> _Exercise_:
Could you retype exactly the lines running from the line with "Please indicate the crumb" to the end of the data, both included, and nothing else?

> _Task data_:
------------

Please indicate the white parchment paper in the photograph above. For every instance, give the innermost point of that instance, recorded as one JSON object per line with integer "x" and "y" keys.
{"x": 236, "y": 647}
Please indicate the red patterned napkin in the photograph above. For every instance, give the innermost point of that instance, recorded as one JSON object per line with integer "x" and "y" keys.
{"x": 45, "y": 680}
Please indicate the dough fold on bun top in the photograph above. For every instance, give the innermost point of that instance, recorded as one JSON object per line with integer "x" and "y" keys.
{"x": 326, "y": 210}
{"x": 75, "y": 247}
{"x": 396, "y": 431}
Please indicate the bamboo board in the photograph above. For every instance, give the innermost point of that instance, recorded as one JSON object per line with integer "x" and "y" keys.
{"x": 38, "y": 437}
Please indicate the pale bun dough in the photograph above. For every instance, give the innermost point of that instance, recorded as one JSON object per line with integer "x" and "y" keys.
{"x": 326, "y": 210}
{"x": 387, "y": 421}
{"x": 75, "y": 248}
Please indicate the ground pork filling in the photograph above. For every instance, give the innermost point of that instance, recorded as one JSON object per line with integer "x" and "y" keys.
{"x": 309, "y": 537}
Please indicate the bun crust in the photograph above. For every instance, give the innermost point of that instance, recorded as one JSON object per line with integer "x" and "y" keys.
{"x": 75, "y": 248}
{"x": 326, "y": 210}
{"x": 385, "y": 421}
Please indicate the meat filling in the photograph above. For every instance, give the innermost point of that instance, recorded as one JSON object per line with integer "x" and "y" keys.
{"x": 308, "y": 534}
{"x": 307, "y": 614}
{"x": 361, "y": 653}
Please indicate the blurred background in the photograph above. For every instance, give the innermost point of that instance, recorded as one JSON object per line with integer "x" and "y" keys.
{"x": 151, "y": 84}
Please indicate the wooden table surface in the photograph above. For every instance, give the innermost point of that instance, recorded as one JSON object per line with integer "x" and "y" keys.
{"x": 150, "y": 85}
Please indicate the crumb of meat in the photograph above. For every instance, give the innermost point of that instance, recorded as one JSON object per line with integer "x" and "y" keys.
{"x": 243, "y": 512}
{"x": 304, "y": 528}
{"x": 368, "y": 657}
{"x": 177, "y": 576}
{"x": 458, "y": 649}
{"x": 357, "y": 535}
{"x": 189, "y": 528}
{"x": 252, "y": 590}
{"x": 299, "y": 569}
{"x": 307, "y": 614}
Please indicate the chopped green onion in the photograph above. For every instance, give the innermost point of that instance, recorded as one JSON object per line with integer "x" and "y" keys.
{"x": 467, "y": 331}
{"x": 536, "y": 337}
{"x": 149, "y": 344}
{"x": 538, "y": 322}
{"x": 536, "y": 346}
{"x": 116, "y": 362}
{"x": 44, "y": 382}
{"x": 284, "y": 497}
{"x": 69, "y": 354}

------------

> _Task answer_:
Please indicate the crumb of meat in the photograph above. For every instance, give the innermost point of that instance, recorded as one JSON object per line with integer "x" and "y" keys.
{"x": 243, "y": 512}
{"x": 304, "y": 528}
{"x": 368, "y": 657}
{"x": 177, "y": 576}
{"x": 458, "y": 649}
{"x": 357, "y": 535}
{"x": 189, "y": 528}
{"x": 252, "y": 590}
{"x": 299, "y": 569}
{"x": 307, "y": 614}
Please indicate the chopped green onion in the photograph above. For every instance, give the innermost point of that instance, recorded as one JSON object per line with integer "x" and "y" keys.
{"x": 467, "y": 331}
{"x": 536, "y": 337}
{"x": 149, "y": 344}
{"x": 538, "y": 322}
{"x": 536, "y": 346}
{"x": 116, "y": 362}
{"x": 44, "y": 382}
{"x": 284, "y": 497}
{"x": 69, "y": 354}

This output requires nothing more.